Material provided =
· · · ·

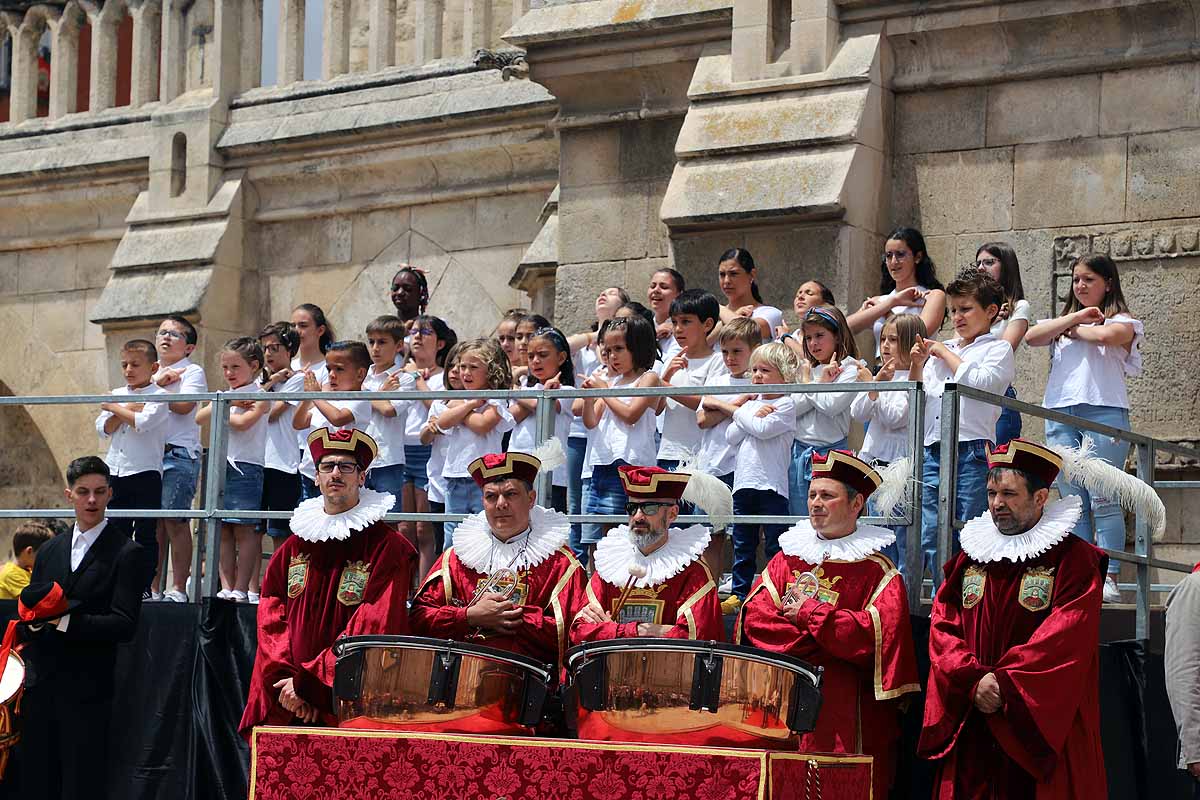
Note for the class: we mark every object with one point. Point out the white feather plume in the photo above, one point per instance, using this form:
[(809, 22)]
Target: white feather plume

· · · ·

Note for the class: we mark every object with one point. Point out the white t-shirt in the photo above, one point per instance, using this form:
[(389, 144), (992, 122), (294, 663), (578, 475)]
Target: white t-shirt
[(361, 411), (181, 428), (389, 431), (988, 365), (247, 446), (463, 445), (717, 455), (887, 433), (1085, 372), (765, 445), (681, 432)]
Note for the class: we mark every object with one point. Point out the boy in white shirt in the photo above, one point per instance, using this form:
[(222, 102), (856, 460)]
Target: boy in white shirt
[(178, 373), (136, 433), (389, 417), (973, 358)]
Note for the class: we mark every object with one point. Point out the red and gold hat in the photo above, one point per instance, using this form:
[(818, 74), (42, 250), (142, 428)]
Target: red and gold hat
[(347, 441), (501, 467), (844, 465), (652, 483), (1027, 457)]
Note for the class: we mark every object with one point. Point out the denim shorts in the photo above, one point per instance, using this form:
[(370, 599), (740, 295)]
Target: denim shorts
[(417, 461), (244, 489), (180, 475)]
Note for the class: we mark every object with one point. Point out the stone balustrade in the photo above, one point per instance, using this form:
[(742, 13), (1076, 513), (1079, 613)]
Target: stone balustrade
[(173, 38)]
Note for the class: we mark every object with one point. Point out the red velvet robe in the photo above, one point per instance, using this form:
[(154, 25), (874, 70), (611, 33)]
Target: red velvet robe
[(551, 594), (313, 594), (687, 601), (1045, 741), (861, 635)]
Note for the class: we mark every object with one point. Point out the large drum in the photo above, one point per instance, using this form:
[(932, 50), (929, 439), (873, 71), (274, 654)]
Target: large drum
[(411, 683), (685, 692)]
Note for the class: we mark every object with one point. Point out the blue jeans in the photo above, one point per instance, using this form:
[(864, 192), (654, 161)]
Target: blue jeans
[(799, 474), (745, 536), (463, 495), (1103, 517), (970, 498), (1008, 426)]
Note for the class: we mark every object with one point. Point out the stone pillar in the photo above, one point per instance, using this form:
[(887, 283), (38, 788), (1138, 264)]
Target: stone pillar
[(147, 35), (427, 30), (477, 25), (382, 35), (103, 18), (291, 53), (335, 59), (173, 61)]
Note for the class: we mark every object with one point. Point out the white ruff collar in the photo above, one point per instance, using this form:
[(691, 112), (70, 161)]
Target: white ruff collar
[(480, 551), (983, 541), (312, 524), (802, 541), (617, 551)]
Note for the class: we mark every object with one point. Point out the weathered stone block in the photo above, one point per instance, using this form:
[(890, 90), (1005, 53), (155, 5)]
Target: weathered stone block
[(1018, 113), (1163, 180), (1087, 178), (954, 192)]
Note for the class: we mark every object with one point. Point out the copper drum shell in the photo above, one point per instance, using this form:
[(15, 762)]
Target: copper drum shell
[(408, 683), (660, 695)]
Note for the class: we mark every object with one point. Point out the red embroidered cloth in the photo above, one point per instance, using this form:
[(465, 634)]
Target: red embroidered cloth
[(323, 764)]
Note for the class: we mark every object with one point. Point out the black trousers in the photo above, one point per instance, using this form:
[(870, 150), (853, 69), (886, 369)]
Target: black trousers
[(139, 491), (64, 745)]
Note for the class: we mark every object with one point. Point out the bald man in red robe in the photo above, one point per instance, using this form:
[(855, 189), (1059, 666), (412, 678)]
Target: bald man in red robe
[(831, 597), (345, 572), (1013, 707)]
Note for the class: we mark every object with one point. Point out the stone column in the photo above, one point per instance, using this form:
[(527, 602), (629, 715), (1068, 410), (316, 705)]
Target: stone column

· · · ·

Aim of the exercise = Starting with the line that contains "out the copper" and continuing through the line that contains "[(323, 764)]", with both of those lines included, output those lines of the entries as a numbered list, leaving out blank lines. Include no other lines.

Result of the task =
1. Note for the class: we mark every object with one point. Point out the copper drum shell in the photo above, one point per instance, using this form:
2. [(15, 762)]
3. Target: copper drum shell
4. [(408, 683), (660, 695)]
5. Note for the class: we mark every object with one point. Point out the red embroidered cloth in the photo above, one point per instance, using this form:
6. [(465, 634)]
7. Target: red embroidered cloth
8. [(323, 764)]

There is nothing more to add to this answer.